BEGIN Records provided

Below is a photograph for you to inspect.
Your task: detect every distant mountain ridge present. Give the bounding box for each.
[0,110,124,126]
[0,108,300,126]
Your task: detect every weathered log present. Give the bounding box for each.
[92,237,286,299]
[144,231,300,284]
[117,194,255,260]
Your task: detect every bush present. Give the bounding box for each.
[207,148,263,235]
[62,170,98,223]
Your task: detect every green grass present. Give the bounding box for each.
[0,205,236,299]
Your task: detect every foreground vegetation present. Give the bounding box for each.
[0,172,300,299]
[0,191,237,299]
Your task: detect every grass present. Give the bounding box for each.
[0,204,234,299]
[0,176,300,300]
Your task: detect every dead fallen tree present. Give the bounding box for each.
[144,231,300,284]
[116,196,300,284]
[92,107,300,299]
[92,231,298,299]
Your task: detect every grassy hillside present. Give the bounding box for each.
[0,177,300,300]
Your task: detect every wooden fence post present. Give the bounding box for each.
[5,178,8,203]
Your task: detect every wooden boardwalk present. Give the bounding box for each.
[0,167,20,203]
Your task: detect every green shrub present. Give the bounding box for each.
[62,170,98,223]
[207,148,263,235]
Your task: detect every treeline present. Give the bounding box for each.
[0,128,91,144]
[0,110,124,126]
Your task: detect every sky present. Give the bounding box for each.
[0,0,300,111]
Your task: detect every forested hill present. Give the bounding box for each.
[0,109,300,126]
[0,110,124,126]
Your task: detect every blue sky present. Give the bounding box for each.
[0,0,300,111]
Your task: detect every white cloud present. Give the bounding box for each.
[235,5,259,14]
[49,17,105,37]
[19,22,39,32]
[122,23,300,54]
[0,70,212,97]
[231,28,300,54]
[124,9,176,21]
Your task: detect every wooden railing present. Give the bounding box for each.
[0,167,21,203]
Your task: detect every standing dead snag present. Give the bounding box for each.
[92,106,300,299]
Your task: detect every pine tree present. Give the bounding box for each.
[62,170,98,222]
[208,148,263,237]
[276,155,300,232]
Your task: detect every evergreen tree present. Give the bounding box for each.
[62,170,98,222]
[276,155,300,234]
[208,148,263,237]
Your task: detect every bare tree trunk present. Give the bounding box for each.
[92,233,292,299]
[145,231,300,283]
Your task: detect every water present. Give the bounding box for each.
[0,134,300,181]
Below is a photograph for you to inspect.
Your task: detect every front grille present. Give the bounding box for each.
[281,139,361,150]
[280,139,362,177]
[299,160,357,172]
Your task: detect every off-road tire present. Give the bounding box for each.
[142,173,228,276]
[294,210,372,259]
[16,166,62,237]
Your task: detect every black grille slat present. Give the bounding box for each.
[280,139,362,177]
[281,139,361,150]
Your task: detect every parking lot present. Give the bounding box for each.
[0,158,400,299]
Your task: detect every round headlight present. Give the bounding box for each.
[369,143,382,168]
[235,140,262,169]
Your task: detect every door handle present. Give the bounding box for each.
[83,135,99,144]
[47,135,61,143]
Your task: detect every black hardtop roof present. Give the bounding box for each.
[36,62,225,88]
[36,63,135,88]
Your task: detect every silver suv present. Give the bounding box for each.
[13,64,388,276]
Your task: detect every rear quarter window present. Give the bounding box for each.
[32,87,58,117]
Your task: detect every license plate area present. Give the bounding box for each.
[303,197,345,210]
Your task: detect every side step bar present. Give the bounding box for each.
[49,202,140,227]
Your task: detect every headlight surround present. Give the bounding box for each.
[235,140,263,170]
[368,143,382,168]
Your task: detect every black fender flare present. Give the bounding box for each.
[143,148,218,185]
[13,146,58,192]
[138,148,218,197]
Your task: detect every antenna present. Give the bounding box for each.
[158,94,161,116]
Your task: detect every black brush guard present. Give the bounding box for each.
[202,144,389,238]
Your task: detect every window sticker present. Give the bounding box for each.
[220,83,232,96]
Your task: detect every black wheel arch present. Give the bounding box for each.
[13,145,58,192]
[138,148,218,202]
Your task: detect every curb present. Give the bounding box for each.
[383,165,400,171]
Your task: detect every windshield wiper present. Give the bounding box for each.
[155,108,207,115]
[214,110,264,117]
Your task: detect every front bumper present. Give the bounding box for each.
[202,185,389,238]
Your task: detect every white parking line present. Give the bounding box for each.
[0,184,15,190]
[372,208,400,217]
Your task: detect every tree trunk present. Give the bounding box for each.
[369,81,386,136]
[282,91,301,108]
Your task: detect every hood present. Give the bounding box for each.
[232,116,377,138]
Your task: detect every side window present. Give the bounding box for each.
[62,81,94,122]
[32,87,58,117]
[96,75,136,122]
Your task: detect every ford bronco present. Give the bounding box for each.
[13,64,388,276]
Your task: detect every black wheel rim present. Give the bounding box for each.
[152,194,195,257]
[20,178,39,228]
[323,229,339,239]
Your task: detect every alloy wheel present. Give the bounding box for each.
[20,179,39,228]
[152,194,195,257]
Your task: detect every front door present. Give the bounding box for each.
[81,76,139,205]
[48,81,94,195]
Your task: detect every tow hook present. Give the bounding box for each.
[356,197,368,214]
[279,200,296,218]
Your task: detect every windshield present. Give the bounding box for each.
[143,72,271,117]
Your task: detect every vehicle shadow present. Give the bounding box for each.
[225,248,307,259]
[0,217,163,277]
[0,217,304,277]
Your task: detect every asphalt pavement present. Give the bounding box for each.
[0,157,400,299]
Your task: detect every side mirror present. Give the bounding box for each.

END Records provided

> _Requirements_: Arrange every line of the material above as a JSON list of strings, one string per line, leaving out any blank lines.

> _Response to this exercise_:
[
  "Below is a photograph for you to inspect.",
  "Your task: detect every distant mountain ridge present. Give the bounding box for each.",
  "[0,110,124,126]",
  "[0,108,300,126]",
  "Your task: detect every weathered log present. Give the bounding box for each.",
  "[92,237,286,299]",
  "[144,231,300,284]",
  "[117,194,255,260]",
  "Your task: detect every bush present. Give the bounding box for each.",
  "[207,148,263,235]",
  "[62,170,98,223]",
  "Your task: detect every green grass present. Give the bounding box for each.",
  "[0,205,236,299]",
  "Your task: detect every foreground vegetation present. Give the bounding box for each.",
  "[0,172,300,299]",
  "[0,191,237,299]",
  "Your task: detect every grass present. Give the bounding box for each.",
  "[0,204,234,299]",
  "[0,176,300,300]",
  "Your task: detect every dead fallen tree present. Give the bounding box for each.",
  "[144,231,300,284]",
  "[116,196,300,284]",
  "[92,107,300,299]",
  "[92,231,298,299]",
  "Your task: detect every grassy hillside present. Give the bounding box for each.",
  "[0,177,300,300]",
  "Your task: detect every wooden fence post present. Give the bounding box for each.",
  "[5,178,8,203]",
  "Your task: detect every wooden boardwalk present. Give the bounding box for each.",
  "[0,167,20,203]",
  "Your task: detect every green shrub present. Give the bounding box for each.",
  "[62,170,98,223]",
  "[207,148,263,235]",
  "Your task: detect every treeline present. Give the bounding box for each.",
  "[0,128,91,144]",
  "[0,110,124,126]",
  "Your task: detect every sky present. Give the bounding box for each.",
  "[0,0,300,111]",
  "Your task: detect every forested hill present. Give the bounding box for each.",
  "[0,109,300,126]",
  "[0,110,124,126]",
  "Your task: detect every blue sky present. Give the bounding box for each.",
  "[0,0,300,111]",
  "Your task: detect every white cloud present. Give the bounding box for each.",
  "[235,5,259,14]",
  "[49,17,105,37]",
  "[19,22,39,32]",
  "[122,23,300,54]",
  "[0,70,212,97]",
  "[231,28,300,54]",
  "[124,9,176,21]",
  "Your task: detect every wooden railing present. Give the bounding box for each.",
  "[0,167,21,203]",
  "Your task: detect every standing dead snag present. Give the bounding box for each.",
  "[92,106,300,299]",
  "Your task: detect every pine tree present. Give the bounding box for each.",
  "[62,170,98,222]",
  "[208,148,263,237]",
  "[276,155,300,232]",
  "Your task: detect every evergreen tree present. Give the bounding box for each.",
  "[62,170,98,222]",
  "[276,155,300,234]",
  "[208,148,263,237]",
  "Your task: detect every bare tree trunk present. Give the bounding box for each.",
  "[92,233,292,299]",
  "[145,231,300,283]",
  "Your task: detect every water present. Give the bounding box for each.",
  "[0,134,300,181]",
  "Below is a photograph for you to inspect.",
  "Your task: detect every front grille present. Give the bounding box for each.",
  "[281,139,361,150]",
  "[280,139,362,177]",
  "[299,160,357,172]",
  "Your task: detect every off-road tire present. Give the bounding box for each.",
  "[142,173,228,276]",
  "[294,210,372,259]",
  "[16,166,62,237]",
  "Your task: detect every black grille slat present. Give the bounding box for each.",
  "[280,139,362,177]",
  "[281,139,361,150]",
  "Your task: detect every parking lot present. Give the bounding box for each.",
  "[0,158,400,299]",
  "Your task: detect every round headlight present. Give the bounding box for each.",
  "[369,143,382,168]",
  "[235,140,262,169]",
  "Your task: detect every door handle present. Give the bounding box for each.",
  "[83,135,99,144]",
  "[47,135,61,143]",
  "Your task: detect every black hardtop roof present. Give the bounding box for each.",
  "[36,62,225,88]",
  "[36,63,135,88]",
  "Your task: detect every silver suv present. Give the bounding box for each.",
  "[13,64,388,276]",
  "Your task: detect every rear quarter window present. Give the bounding box for each.",
  "[32,87,58,117]",
  "Your task: detect every license plate area present. Give the bounding box for each.",
  "[303,197,345,210]",
  "Your task: detect every side step bar present. Give the bounding box for each.",
  "[49,202,140,227]",
  "Your task: detect every headlight surround present. Give the bounding box for each.",
  "[235,140,263,170]",
  "[368,143,382,168]",
  "Your task: detect every black fender flare present. Give the bounding box for each.",
  "[143,148,218,185]",
  "[13,146,58,192]",
  "[138,148,218,197]",
  "Your task: detect every antenna present. Give the bounding box for each.",
  "[158,94,161,116]",
  "Your task: detect every black brush guard present. Give the bounding box for each.",
  "[202,144,389,238]",
  "Your task: detect every window sticker present. Give the bounding box for each.",
  "[220,83,232,96]",
  "Your task: detect every black wheel arch present. Give the bounding box for each.",
  "[13,145,58,192]",
  "[138,148,218,202]",
  "Your task: detect every curb present. Give the bounding box for each.",
  "[383,165,400,171]",
  "Your task: detect every windshield wiper present. Give the bounding box for each.",
  "[155,108,207,115]",
  "[214,110,264,117]",
  "Your task: detect every front bumper present. Give the bounding box for each.",
  "[202,185,389,238]",
  "Your task: detect every white parking line present. Give the bounding box for each.",
  "[0,184,15,190]",
  "[372,208,400,217]",
  "Your task: detect every tree trunk present. Give the bounding box for each.",
  "[369,81,386,136]",
  "[282,91,301,108]",
  "Your task: detect every hood present. Give the bounding box for each.",
  "[232,116,377,138]",
  "Your task: detect every side window present. Give the bounding box for each.",
  "[62,81,94,122]",
  "[32,87,58,117]",
  "[96,75,136,122]",
  "Your task: detect every ford bronco present. Give the bounding box for each.",
  "[13,64,388,276]",
  "Your task: detect every black wheel rim present. Give the bounding box for each.",
  "[152,194,195,257]",
  "[20,178,39,228]",
  "[323,229,339,239]",
  "Your task: detect every alloy wheel present. Give the bounding box for each.",
  "[20,179,39,228]",
  "[152,194,195,257]",
  "Your task: detect every front door present. Give the bounding box for each.",
  "[81,76,139,205]",
  "[48,81,94,195]",
  "Your task: detect every tow hook present. Give the bounding box for each.",
  "[356,197,368,214]",
  "[279,200,296,218]",
  "Your task: detect every windshield present. Give the bounding box for each.",
  "[143,72,271,117]",
  "Your task: detect every vehicle shadow present. Give the bounding box for each.",
  "[225,248,307,259]",
  "[0,217,163,277]",
  "[0,217,304,277]",
  "Your task: detect every asphalt pavement present. Give the bounding box for each.",
  "[0,157,400,299]",
  "Your task: detect every side mirror present. Give the bounding box for each."
]